Data shown ▸

"""

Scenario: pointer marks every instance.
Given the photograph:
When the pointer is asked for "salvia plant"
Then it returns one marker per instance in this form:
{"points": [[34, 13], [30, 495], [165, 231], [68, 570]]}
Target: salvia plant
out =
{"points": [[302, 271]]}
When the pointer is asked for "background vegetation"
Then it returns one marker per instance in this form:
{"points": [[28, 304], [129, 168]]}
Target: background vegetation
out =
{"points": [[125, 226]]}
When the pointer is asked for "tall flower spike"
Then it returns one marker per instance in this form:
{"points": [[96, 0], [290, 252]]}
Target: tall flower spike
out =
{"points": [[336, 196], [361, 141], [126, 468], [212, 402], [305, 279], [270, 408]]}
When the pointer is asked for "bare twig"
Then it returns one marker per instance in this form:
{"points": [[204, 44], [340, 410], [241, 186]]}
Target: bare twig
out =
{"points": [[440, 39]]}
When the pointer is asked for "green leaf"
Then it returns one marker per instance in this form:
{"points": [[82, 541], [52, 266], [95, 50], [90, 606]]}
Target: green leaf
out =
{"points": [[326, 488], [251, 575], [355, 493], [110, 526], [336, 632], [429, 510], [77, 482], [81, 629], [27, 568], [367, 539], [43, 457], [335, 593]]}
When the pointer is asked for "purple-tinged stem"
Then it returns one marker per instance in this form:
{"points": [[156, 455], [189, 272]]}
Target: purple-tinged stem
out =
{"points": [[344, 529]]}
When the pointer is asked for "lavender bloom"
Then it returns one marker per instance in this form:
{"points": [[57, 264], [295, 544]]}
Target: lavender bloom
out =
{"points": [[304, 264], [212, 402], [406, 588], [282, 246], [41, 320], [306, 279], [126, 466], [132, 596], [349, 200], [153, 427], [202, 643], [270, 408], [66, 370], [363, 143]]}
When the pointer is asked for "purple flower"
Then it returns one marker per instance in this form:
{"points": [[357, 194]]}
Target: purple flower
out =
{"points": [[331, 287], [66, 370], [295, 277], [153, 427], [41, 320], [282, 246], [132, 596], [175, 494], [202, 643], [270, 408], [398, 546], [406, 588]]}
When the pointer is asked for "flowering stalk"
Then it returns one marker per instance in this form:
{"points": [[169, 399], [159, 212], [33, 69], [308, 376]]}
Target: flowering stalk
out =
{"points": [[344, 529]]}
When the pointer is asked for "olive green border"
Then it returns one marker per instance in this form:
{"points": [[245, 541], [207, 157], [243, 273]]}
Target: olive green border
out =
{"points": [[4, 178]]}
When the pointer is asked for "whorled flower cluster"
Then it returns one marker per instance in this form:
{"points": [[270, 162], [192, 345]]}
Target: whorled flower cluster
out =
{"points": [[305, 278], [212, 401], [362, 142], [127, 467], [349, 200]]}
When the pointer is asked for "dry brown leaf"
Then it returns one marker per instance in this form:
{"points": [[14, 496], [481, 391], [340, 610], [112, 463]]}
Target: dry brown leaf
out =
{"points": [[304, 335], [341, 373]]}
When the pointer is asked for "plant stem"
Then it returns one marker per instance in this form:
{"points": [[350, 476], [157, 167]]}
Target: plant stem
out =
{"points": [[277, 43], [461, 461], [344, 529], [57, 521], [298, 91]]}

"""

Prompt ▸ Every line of the material must be returned exactly as it appears.

Answer to this exercise ▸
Scenario: pointer marks every instance.
Given the photograph:
When the pointer is asked for "salvia plant"
Then it returns one marker per instance in this form:
{"points": [[34, 13], [30, 495], [165, 231], [68, 570]]}
Target: salvia plant
out =
{"points": [[302, 271]]}
When the pointer is asked for "background vegetation"
Then it returns one marker per instance in this form:
{"points": [[28, 304], [129, 168]]}
Target: background vegetation
out =
{"points": [[125, 226]]}
When the pointer is asked for "tall flower spike"
Then it returns one marker per instance in this form:
{"points": [[96, 0], [290, 252]]}
Target: tall flower spike
out =
{"points": [[336, 196], [361, 141], [126, 468], [212, 402], [305, 279], [270, 408]]}
When the pointer is asked for "bare twig"
Then it returns one marker per instance in this form:
{"points": [[204, 44], [340, 410], [241, 186]]}
Target: bare twig
out =
{"points": [[440, 39]]}
When the pointer is asked for "green leaf"
Then it returns one marker per instance in this form:
{"points": [[82, 541], [52, 266], [95, 50], [90, 606]]}
Target: green leaf
out =
{"points": [[326, 488], [251, 575], [355, 493], [110, 526], [336, 632], [429, 510], [77, 482], [81, 629], [27, 568], [367, 539], [43, 457], [335, 593]]}
When the pointer is asked for "purple-tinged stem"
Then it returns one marker per instance in this form:
{"points": [[156, 455], [189, 272]]}
Target: purple-tinged stem
out =
{"points": [[344, 529]]}
When the pointer is asked for "lavender bloom"
Then it returns one marker per instance in this form:
{"points": [[57, 264], [295, 544]]}
Target: lavender bloom
out =
{"points": [[304, 264], [212, 402], [406, 588], [282, 246], [41, 320], [306, 279], [126, 466], [132, 596], [349, 200], [153, 427], [202, 643], [270, 408], [66, 370], [363, 143]]}
When the pointer is asked for "purple flower"
Then it returns one marker per instance in this form:
{"points": [[357, 194]]}
Target: purple flower
out =
{"points": [[331, 287], [66, 370], [295, 277], [153, 427], [41, 320], [282, 246], [132, 596], [175, 494], [202, 643], [270, 408], [398, 546], [406, 588]]}
When the pointer is asked for "flowering stalk"
Then it returns one marker per instance in this form:
{"points": [[169, 399], [159, 212], [33, 69], [308, 376]]}
Target: flowering stalk
out =
{"points": [[344, 529]]}
When the pointer is asked for "olive green border"
Then it returns one marker per instance in this form:
{"points": [[245, 541], [207, 157], [243, 273]]}
Target: olive green border
out =
{"points": [[4, 178]]}
When the pointer is asked for "whorled flower cluster"
Then it returns one marker per instance in this form:
{"points": [[270, 162], [192, 345]]}
Target: whorled flower cluster
out =
{"points": [[305, 278], [212, 401], [362, 142], [127, 467], [349, 200]]}
When the pointer is asked for "dry brown leaf"
Then it returns one marker per instance in this form:
{"points": [[14, 496], [481, 391], [340, 610], [112, 463]]}
Target: dry brown leaf
out =
{"points": [[304, 335], [341, 373]]}
When the pointer is asked for "plant stem"
Then it returns one marker per instance in this form:
{"points": [[350, 476], [157, 167]]}
Target: plant stem
out =
{"points": [[277, 43], [461, 461], [344, 529], [57, 521], [298, 91]]}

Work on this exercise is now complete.